Text section.
----

The end of the strace looks like this (27315 is the parent, 27316 is the
thread):

[pid 27316] write(4, "0ac7ec43918a5af59f1a305d47cd16ed"..., 4096) = 4096
[pid 27316] write(4, "entation/RelNotes/1.5.3.txt\nd4e4"..., 4096) = 4096
[pid 27316] write(4, "elNotes/1.6.5.3.txt\nd3a2a3e71243"..., 4096) = 4096
[pid 27316] write(4, "cumentation/docbook.xsl\nae413e52"..., 4096) = 4096
[pid 27316] write(4, "5d5c06cc37c7a203f758 Documentati"..., 4096 <unfinished ...>
[pid 27315] <... nanosleep resumed> 0x7fff053d81e0) = 0
[pid 27315] pipe([5, 6])                = 0
[pid 27315] pipe([7, 8])                = 0
[pid 27315] futex(0x82c930, FUTEX_WAIT_PRIVATE, 2, NULL

So you see the thread blocking on write, and the parent process stuck
trying to get the lock.

----

Goal.
Please state what the strace excerpt says the parent process is stuck trying to do. The lines after this have no connection to the strace excerpt.

(Point placement lines)
----

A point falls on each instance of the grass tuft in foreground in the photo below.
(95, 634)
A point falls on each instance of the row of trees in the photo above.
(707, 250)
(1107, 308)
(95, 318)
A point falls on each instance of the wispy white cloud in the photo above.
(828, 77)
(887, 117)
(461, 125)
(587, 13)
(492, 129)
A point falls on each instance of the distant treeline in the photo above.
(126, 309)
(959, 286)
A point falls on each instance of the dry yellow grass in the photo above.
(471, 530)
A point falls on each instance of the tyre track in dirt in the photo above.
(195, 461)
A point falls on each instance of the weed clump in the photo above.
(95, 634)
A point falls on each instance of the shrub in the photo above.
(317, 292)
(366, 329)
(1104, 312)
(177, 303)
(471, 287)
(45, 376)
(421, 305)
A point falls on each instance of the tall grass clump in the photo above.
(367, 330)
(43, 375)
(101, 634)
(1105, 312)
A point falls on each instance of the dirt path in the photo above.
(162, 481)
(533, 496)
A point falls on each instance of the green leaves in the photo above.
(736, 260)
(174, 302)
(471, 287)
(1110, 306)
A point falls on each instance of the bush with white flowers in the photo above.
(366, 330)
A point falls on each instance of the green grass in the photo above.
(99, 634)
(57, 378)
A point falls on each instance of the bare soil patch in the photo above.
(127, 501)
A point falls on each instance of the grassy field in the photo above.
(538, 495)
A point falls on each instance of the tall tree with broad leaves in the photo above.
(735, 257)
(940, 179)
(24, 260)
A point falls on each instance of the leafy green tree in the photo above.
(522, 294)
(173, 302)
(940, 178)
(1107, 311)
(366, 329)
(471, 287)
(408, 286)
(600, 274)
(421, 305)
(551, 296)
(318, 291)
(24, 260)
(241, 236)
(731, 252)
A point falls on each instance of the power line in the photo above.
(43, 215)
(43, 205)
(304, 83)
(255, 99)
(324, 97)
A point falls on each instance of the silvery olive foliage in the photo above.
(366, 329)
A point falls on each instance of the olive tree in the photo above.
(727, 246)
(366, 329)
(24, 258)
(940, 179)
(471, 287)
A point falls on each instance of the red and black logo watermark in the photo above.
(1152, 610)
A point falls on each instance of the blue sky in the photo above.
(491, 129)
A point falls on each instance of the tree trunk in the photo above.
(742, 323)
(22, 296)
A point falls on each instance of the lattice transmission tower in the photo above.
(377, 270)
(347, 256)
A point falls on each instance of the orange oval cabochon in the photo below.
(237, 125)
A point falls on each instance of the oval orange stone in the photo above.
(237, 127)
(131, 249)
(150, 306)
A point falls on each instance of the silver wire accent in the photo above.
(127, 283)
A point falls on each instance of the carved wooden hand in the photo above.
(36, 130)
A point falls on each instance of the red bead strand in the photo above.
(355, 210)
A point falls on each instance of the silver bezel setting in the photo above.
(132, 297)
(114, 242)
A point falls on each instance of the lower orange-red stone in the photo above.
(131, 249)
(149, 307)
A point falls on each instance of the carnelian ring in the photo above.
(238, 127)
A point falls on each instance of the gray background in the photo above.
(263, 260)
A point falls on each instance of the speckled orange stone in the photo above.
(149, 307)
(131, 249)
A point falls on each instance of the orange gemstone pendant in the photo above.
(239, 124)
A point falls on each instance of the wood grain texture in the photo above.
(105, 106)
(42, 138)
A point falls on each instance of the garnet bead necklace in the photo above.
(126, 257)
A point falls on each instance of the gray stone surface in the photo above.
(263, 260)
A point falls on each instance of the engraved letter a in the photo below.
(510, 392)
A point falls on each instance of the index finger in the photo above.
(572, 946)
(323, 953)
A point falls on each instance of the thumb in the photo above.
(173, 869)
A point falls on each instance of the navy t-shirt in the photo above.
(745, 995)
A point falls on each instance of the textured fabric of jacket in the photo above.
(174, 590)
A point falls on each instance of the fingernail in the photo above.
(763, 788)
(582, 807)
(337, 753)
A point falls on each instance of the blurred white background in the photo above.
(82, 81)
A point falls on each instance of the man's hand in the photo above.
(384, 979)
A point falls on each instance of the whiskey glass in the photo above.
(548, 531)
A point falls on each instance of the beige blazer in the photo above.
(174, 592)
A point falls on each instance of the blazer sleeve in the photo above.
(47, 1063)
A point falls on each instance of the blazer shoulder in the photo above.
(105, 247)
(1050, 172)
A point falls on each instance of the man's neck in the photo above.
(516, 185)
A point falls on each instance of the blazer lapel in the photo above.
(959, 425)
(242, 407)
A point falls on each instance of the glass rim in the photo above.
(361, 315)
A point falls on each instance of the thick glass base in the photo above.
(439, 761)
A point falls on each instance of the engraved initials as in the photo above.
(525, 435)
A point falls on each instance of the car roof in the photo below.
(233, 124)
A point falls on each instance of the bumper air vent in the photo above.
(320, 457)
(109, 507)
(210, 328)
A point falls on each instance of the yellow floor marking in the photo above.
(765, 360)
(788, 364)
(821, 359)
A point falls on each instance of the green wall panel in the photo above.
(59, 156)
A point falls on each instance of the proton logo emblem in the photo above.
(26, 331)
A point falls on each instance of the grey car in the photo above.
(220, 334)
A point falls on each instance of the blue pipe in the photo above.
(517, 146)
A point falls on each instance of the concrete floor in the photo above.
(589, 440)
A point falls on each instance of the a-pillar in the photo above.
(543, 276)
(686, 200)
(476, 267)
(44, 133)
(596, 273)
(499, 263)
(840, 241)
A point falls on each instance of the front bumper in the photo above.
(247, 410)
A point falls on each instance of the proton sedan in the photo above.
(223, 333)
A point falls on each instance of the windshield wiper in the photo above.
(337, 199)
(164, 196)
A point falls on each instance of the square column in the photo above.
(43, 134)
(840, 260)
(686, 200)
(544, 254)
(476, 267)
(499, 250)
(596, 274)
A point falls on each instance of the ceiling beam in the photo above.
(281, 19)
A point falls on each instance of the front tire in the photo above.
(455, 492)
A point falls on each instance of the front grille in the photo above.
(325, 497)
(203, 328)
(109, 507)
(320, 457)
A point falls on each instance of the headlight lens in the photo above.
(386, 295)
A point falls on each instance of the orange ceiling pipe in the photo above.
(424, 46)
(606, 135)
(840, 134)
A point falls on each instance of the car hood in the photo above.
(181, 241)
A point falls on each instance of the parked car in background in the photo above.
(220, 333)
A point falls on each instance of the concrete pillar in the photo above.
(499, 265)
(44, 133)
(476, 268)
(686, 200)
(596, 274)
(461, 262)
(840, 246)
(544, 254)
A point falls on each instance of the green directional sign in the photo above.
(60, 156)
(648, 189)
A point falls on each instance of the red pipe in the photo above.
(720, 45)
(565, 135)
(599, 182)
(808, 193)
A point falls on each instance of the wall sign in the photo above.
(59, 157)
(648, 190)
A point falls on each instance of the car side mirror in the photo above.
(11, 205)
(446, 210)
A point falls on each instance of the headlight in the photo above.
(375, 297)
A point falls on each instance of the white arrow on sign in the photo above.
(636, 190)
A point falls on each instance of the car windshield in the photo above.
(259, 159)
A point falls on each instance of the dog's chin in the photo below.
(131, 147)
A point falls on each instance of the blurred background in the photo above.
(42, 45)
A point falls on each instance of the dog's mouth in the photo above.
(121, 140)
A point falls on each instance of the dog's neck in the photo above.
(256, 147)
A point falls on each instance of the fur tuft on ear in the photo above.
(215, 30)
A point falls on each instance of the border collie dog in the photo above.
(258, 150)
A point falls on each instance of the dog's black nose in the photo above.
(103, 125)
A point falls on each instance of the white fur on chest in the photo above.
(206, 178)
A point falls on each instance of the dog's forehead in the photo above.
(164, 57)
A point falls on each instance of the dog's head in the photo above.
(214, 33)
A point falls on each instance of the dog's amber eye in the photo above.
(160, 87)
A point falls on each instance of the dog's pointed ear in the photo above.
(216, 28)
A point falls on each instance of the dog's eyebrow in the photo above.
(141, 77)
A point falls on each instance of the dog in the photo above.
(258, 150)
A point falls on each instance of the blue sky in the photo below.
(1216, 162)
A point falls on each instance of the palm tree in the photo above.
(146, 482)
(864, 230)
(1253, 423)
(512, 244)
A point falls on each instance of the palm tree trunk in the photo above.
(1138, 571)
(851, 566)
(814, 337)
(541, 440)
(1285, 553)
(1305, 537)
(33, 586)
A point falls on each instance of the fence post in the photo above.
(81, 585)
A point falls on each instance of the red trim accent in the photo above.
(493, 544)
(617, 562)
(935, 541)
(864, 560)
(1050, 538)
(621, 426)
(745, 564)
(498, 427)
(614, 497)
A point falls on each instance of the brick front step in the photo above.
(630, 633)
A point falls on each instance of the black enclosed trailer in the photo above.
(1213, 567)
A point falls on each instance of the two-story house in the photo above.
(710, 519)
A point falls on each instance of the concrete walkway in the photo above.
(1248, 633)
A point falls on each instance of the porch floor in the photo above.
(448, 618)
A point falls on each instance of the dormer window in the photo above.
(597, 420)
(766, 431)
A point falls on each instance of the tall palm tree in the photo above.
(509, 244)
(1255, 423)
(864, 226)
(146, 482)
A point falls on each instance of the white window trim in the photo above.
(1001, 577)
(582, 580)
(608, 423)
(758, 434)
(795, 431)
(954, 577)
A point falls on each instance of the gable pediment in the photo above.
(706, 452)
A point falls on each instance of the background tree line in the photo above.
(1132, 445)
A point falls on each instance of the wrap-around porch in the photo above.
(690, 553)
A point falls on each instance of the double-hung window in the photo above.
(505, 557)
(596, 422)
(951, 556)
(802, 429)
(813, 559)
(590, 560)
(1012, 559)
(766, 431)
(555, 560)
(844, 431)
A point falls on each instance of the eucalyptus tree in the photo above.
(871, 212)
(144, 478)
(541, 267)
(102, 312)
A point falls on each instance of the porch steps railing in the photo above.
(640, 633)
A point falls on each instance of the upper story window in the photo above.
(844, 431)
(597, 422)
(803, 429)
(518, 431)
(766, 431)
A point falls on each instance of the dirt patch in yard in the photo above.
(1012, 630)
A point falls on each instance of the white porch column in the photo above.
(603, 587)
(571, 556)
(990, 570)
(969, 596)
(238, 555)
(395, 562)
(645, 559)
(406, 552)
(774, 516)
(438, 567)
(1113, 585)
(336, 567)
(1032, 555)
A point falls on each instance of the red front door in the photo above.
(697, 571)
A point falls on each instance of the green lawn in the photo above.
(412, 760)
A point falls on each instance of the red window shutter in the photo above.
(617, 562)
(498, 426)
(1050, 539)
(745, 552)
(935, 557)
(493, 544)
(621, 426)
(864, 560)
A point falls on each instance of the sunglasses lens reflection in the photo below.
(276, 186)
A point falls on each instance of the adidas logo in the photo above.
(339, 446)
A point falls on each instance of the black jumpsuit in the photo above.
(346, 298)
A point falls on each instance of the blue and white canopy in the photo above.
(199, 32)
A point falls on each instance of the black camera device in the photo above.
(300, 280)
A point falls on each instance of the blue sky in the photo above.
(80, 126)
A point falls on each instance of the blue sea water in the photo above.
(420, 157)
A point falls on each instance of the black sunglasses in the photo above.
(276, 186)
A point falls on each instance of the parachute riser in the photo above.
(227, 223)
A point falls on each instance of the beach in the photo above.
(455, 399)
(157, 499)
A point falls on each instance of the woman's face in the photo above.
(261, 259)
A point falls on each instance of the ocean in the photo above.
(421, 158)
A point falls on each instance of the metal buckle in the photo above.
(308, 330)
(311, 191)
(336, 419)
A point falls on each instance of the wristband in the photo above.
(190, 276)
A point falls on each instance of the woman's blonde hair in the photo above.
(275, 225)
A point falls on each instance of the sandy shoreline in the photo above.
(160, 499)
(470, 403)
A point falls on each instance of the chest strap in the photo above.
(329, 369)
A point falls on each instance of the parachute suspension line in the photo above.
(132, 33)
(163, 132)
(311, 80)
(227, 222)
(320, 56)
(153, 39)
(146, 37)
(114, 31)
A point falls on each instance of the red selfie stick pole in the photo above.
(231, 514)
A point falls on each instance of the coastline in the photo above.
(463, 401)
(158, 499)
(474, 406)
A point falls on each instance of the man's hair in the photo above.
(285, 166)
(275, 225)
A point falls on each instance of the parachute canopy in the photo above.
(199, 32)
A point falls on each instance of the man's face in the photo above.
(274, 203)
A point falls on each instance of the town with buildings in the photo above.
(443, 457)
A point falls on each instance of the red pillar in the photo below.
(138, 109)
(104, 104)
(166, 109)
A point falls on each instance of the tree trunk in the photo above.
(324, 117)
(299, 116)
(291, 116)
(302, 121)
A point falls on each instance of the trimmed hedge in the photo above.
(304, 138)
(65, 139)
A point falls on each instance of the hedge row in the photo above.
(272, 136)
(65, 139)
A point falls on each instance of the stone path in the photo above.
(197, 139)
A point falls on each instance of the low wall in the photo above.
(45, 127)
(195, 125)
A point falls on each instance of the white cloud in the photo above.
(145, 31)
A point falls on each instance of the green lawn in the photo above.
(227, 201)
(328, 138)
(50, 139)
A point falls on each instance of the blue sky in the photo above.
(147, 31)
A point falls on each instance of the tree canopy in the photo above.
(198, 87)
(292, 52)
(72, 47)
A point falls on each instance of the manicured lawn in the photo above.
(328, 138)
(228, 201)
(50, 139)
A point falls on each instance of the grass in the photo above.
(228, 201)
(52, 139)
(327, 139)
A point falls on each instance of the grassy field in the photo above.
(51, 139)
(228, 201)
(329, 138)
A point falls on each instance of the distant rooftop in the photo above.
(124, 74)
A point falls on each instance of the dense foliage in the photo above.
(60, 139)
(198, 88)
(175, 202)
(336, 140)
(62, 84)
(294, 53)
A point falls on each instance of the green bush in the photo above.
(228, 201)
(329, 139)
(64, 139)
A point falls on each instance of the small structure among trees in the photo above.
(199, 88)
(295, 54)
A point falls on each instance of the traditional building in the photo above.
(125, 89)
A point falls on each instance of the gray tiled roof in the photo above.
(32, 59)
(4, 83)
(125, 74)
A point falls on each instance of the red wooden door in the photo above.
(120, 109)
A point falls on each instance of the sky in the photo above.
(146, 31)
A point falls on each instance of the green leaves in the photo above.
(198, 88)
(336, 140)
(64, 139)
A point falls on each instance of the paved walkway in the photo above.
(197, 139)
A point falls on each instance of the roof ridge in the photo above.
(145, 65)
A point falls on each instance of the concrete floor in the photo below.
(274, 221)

----

Task answer.
The parent process is stuck trying to get the lock.